*** Opening EXERCISE DATA ***
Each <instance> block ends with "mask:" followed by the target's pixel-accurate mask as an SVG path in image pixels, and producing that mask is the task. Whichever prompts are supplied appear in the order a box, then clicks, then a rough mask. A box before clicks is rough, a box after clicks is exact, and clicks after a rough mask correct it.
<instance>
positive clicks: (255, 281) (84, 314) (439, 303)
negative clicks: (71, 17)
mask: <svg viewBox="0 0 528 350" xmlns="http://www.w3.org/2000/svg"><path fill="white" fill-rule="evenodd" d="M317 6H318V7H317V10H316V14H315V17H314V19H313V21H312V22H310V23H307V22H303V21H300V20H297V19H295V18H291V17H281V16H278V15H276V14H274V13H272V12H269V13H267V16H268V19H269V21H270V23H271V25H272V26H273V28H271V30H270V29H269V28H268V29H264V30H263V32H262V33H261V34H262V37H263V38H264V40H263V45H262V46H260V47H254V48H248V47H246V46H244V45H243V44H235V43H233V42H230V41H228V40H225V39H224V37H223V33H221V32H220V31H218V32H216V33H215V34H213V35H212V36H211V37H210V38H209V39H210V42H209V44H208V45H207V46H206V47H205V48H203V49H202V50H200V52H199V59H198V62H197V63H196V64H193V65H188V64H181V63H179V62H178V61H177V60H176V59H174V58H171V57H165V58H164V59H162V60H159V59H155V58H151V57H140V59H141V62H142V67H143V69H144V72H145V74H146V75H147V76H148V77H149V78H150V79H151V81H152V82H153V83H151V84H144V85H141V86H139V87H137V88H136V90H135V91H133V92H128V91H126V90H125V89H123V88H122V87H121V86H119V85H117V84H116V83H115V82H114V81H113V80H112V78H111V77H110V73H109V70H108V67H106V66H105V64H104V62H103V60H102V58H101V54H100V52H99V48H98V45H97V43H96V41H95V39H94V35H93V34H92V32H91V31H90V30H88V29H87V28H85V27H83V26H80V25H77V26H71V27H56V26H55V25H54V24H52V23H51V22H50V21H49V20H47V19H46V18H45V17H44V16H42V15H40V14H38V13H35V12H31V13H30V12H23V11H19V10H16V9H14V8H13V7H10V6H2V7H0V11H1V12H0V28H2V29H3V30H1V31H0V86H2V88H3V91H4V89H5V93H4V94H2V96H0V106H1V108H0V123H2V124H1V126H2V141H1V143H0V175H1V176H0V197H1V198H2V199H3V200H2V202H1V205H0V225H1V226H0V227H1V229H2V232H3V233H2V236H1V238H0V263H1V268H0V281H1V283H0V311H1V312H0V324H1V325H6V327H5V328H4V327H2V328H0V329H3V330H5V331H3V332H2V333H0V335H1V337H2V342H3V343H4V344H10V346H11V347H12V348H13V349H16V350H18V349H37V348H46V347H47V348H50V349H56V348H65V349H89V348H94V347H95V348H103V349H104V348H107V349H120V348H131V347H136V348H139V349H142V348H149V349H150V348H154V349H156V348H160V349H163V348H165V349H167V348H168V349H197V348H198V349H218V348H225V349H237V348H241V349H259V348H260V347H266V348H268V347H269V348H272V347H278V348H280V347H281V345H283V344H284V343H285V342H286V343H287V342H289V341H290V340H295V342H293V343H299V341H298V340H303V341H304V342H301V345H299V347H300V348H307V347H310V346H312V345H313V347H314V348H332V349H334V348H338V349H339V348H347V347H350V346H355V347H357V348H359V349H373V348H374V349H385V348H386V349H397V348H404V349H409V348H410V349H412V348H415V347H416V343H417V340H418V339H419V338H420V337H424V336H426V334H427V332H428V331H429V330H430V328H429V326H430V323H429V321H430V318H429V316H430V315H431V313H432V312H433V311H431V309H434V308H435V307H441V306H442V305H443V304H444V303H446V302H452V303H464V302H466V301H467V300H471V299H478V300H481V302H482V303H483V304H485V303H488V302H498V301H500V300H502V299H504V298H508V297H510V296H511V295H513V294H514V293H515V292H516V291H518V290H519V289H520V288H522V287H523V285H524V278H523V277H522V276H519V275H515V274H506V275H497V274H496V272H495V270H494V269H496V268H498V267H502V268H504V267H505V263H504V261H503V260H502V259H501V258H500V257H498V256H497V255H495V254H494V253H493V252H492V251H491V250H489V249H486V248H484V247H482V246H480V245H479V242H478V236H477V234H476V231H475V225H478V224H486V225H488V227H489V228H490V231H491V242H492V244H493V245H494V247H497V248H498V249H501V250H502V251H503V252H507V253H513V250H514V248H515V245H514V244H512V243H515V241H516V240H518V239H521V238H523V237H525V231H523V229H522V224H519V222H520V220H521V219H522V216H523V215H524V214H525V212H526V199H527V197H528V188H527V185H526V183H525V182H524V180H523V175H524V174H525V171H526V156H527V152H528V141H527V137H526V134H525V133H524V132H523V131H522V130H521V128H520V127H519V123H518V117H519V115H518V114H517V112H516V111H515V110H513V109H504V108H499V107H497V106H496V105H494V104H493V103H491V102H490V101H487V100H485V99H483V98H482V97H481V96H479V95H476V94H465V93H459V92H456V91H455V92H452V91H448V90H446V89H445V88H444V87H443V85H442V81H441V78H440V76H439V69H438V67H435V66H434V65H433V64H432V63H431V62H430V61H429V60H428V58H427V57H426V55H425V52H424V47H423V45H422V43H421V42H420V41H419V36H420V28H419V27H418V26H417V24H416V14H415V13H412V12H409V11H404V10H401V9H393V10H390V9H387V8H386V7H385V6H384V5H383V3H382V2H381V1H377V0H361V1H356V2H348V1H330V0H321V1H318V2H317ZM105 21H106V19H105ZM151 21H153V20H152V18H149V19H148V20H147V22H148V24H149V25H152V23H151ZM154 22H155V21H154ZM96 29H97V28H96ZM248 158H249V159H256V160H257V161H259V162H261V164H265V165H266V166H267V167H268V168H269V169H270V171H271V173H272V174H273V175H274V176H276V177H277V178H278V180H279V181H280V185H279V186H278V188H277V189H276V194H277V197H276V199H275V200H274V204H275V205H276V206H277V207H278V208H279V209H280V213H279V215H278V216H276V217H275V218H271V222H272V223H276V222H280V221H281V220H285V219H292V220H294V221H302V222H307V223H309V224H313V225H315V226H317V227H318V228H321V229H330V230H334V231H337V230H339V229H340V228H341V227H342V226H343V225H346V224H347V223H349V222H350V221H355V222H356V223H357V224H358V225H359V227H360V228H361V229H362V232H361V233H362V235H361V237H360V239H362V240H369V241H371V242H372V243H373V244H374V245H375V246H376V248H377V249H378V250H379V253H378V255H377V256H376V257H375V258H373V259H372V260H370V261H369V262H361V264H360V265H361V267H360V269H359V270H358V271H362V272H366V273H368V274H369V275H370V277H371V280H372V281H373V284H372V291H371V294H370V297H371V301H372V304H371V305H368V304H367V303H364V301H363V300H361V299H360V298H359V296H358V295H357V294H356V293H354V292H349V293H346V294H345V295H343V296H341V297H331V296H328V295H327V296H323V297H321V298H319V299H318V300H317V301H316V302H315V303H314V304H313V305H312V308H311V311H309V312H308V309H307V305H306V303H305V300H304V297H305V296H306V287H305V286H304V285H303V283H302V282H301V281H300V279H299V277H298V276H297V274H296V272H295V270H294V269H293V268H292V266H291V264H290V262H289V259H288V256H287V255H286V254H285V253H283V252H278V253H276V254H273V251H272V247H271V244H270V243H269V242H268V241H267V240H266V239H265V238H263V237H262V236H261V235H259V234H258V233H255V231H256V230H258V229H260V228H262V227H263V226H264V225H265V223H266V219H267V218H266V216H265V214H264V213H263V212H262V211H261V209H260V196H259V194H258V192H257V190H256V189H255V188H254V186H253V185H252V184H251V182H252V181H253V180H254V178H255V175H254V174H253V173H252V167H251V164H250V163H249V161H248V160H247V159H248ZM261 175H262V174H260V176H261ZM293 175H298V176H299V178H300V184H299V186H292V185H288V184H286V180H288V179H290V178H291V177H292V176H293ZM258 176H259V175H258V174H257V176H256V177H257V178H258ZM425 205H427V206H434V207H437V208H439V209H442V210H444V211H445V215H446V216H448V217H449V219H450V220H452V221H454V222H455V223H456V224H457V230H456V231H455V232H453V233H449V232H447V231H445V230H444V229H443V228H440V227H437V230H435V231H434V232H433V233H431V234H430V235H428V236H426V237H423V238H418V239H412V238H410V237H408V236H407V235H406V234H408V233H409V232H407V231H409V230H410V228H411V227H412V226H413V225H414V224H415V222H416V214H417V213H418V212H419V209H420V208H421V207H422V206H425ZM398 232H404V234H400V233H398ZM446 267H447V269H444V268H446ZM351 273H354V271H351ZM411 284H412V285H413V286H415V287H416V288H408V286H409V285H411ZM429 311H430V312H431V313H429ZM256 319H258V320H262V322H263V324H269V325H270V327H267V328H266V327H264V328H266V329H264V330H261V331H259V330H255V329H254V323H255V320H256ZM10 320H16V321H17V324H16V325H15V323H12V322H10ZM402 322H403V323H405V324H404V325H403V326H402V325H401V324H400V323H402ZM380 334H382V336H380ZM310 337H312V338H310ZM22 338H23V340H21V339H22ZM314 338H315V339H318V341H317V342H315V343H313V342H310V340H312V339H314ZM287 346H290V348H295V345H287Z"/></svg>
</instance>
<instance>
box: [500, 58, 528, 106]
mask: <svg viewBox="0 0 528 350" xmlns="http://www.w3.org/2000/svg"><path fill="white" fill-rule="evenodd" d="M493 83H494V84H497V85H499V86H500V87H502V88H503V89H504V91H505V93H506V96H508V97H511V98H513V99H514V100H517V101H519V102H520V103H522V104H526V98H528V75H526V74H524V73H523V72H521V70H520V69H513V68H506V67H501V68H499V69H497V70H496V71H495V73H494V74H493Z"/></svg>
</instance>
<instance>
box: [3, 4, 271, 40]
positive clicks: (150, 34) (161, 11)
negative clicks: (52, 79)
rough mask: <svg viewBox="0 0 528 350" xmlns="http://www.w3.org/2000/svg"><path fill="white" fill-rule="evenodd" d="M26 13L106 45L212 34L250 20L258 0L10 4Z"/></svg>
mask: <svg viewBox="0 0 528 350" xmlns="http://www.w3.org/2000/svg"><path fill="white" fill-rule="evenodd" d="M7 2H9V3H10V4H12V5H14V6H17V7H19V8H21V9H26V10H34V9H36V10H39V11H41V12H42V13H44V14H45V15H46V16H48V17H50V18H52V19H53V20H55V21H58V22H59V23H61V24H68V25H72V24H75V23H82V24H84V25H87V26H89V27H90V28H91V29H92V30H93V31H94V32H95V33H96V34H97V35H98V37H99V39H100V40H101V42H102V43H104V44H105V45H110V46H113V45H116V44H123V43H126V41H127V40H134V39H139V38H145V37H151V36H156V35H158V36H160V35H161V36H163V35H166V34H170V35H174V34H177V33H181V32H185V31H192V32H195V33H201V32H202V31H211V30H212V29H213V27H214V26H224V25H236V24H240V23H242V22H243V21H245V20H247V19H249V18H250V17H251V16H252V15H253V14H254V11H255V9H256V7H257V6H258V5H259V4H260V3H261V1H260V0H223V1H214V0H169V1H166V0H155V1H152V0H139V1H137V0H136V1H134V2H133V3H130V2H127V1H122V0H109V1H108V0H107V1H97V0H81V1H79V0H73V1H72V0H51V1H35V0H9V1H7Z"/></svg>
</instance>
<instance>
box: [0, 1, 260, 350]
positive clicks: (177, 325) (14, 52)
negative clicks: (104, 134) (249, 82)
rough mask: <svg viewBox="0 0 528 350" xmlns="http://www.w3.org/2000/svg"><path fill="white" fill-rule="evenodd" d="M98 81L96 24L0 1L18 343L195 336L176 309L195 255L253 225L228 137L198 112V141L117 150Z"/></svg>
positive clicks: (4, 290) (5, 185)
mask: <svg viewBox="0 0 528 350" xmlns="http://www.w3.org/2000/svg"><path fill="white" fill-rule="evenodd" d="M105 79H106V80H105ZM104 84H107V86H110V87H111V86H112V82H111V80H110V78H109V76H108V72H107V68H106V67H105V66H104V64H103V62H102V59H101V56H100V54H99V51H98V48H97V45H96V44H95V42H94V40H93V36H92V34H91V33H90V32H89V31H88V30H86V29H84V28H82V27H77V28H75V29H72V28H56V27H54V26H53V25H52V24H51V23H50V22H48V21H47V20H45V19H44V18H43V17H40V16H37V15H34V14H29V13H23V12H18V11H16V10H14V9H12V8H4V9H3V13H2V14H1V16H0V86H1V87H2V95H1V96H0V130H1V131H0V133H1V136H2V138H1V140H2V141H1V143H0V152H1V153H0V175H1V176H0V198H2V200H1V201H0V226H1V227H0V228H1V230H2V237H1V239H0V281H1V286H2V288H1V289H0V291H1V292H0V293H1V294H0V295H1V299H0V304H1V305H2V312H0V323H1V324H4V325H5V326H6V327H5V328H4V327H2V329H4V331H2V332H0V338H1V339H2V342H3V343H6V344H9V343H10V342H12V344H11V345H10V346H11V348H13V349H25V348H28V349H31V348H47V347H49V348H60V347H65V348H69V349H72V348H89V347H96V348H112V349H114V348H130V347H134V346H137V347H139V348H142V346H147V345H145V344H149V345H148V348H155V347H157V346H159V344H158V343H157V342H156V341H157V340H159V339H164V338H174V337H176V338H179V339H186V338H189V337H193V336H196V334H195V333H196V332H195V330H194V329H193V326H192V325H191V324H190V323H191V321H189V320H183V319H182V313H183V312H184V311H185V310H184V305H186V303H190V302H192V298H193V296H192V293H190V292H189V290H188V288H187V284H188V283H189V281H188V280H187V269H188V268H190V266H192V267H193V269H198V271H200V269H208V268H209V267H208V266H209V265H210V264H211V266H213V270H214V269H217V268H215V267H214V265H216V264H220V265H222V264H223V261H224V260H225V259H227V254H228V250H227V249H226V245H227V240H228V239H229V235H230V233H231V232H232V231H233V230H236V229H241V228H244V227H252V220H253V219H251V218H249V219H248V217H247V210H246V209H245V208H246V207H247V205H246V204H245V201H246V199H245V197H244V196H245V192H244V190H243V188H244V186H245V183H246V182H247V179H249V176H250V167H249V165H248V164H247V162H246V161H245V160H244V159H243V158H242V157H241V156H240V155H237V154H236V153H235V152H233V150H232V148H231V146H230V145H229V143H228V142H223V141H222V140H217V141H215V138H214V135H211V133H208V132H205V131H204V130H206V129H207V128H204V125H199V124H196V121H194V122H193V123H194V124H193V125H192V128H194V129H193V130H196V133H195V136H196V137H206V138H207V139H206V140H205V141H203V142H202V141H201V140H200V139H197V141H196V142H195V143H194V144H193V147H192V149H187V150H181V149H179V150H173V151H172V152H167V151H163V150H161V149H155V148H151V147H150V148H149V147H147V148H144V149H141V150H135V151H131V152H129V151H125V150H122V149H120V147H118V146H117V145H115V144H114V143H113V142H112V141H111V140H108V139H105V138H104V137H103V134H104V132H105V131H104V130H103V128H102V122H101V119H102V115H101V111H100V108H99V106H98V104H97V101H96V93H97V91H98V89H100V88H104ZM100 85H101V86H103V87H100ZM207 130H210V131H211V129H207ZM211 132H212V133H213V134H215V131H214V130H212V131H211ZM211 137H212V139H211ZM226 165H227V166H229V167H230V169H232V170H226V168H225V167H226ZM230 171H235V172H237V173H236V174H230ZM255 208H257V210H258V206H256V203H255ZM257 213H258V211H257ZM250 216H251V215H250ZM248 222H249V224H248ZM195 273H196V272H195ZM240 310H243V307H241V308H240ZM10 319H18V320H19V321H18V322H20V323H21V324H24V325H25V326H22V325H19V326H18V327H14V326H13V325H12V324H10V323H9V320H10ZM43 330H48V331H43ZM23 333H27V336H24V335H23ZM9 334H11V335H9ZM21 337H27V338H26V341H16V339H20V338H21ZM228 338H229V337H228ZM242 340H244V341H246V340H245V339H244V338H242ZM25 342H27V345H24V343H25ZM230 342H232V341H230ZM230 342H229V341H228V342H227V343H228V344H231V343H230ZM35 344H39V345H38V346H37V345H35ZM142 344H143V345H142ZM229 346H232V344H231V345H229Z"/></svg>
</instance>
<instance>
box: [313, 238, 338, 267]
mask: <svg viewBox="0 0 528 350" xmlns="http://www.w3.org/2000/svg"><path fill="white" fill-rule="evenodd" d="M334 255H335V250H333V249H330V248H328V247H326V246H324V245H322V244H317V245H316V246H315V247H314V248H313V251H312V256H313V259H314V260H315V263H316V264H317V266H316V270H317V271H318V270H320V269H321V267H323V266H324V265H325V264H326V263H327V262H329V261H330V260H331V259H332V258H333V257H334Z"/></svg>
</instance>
*** Closing EXERCISE DATA ***
EXERCISE OBJECTIVE: For an answer, give a copy of every line in the listing that holds the word "negative".

WRITTEN SOLUTION:
negative clicks: (71, 17)
negative clicks: (52, 79)
negative clicks: (104, 134) (249, 82)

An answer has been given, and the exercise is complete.